+++ RECORD EXTRACTS

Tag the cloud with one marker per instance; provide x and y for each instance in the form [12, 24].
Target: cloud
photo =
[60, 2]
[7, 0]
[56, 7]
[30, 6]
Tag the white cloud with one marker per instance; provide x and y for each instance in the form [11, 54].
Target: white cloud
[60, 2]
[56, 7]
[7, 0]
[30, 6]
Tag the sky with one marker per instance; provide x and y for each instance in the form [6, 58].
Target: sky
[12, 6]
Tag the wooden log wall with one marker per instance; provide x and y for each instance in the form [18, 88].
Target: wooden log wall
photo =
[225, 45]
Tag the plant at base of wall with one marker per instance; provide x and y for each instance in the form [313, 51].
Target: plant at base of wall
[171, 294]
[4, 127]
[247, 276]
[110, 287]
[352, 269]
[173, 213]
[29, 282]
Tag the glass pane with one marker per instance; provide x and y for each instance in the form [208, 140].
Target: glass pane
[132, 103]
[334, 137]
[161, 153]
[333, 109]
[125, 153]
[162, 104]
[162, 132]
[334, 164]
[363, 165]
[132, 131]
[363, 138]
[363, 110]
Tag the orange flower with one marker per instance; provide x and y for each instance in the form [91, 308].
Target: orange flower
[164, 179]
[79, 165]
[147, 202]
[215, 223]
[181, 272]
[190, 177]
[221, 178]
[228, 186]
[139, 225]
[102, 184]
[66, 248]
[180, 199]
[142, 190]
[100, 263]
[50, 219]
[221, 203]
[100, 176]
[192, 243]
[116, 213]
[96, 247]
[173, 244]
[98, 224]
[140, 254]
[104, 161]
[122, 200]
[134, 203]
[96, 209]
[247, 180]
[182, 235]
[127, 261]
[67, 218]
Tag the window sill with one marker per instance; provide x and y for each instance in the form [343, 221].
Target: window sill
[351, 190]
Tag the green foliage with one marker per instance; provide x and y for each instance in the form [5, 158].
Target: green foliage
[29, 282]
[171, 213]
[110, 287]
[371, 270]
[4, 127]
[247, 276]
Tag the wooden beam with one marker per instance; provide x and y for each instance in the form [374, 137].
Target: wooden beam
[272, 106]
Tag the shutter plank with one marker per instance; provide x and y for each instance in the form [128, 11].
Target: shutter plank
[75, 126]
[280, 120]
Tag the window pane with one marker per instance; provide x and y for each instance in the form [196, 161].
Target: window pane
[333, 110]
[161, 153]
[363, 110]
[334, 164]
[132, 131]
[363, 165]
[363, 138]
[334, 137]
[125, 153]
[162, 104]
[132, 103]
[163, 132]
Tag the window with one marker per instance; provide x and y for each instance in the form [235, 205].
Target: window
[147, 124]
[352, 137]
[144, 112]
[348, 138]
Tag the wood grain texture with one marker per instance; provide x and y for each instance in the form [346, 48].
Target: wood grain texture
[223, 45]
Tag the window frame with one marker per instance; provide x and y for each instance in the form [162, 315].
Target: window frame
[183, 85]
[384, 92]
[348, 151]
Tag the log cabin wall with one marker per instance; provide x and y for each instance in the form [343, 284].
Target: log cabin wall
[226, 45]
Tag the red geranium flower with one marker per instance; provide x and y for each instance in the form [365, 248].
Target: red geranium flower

++++++

== EXERCISE OBJECTIVE ==
Exact copies of every record are required, so retype them in full.

== SOLUTION TO THIS EXERCISE ==
Tag the cloud with one marker per instance; provide x and y for each instance in the form [12, 24].
Target: cloud
photo =
[60, 2]
[7, 0]
[56, 7]
[30, 6]
Tag the white cloud with one marker per instance; provide x and y for each instance in the form [11, 54].
Target: white cloud
[60, 2]
[56, 7]
[7, 0]
[30, 6]
Tag the sky with one marker per instance; provide x and y for each instance in the form [6, 58].
Target: sky
[12, 6]
Tag the wooden log wall with one marker per instance; provide x and y for each instance in the form [18, 88].
Target: wooden log wall
photo =
[225, 45]
Tag the plant at base of wall with one marker per instance; provide x and y for each instance in the form [313, 51].
Target: plant at base of wall
[171, 294]
[4, 127]
[247, 276]
[110, 287]
[352, 269]
[173, 213]
[29, 282]
Tag the glass pane with one marker per instance; provide x and y for each instance in the form [208, 140].
Target: glass pane
[132, 103]
[334, 137]
[161, 153]
[333, 109]
[125, 153]
[162, 104]
[162, 132]
[334, 164]
[363, 165]
[132, 131]
[363, 138]
[363, 110]
Tag the orange flower with one marker per instance; provide x and y for each instance in the form [91, 308].
Target: orange flower
[164, 179]
[79, 165]
[147, 202]
[215, 223]
[181, 272]
[190, 177]
[221, 178]
[228, 186]
[139, 225]
[102, 184]
[66, 248]
[180, 199]
[142, 190]
[100, 263]
[50, 219]
[221, 203]
[100, 176]
[192, 243]
[116, 213]
[96, 247]
[173, 244]
[98, 224]
[140, 254]
[104, 161]
[122, 200]
[134, 203]
[96, 209]
[247, 180]
[182, 235]
[127, 261]
[67, 218]
Tag the window sill with one marker per instance; provide x and y for each instance in the form [343, 221].
Target: window sill
[351, 190]
Tag the green foliage with one marker per instance; provide x and y for each instance in the form [5, 158].
Target: green foliage
[29, 282]
[171, 213]
[110, 287]
[371, 270]
[4, 127]
[247, 276]
Tag the wooden beam with one marker per instance; provide x and y for each instance in the form [374, 137].
Target: wooden beam
[272, 106]
Tag the shutter plank with one marker per instance; provide x and y for each instance in the form [128, 11].
Target: shutter plank
[75, 126]
[280, 120]
Tag the window pane with one marker per instance; provide x and y for each instance in the form [196, 161].
Target: window pane
[333, 110]
[161, 153]
[363, 110]
[334, 164]
[132, 131]
[363, 165]
[363, 138]
[334, 137]
[125, 153]
[162, 104]
[132, 103]
[163, 132]
Tag the window with one marker per instance; provide x and y for each instance in the form [235, 205].
Target: window
[147, 124]
[352, 137]
[144, 112]
[348, 138]
Tag the wood grain texture with one marker per instance; provide x and y for each instance in the form [346, 48].
Target: wood grain texture
[223, 45]
Tag the window frame with one marker per instance; provide x and y for each instance in the form [162, 315].
Target: window frame
[183, 85]
[384, 92]
[348, 151]
Tag the log cabin wall with one marker per instance; provide x and y for each instance in the form [343, 284].
Target: log cabin wall
[226, 45]
Tag the red geranium flower with one marker per instance; provide x and y for each instance in the form [365, 248].
Target: red geranium flower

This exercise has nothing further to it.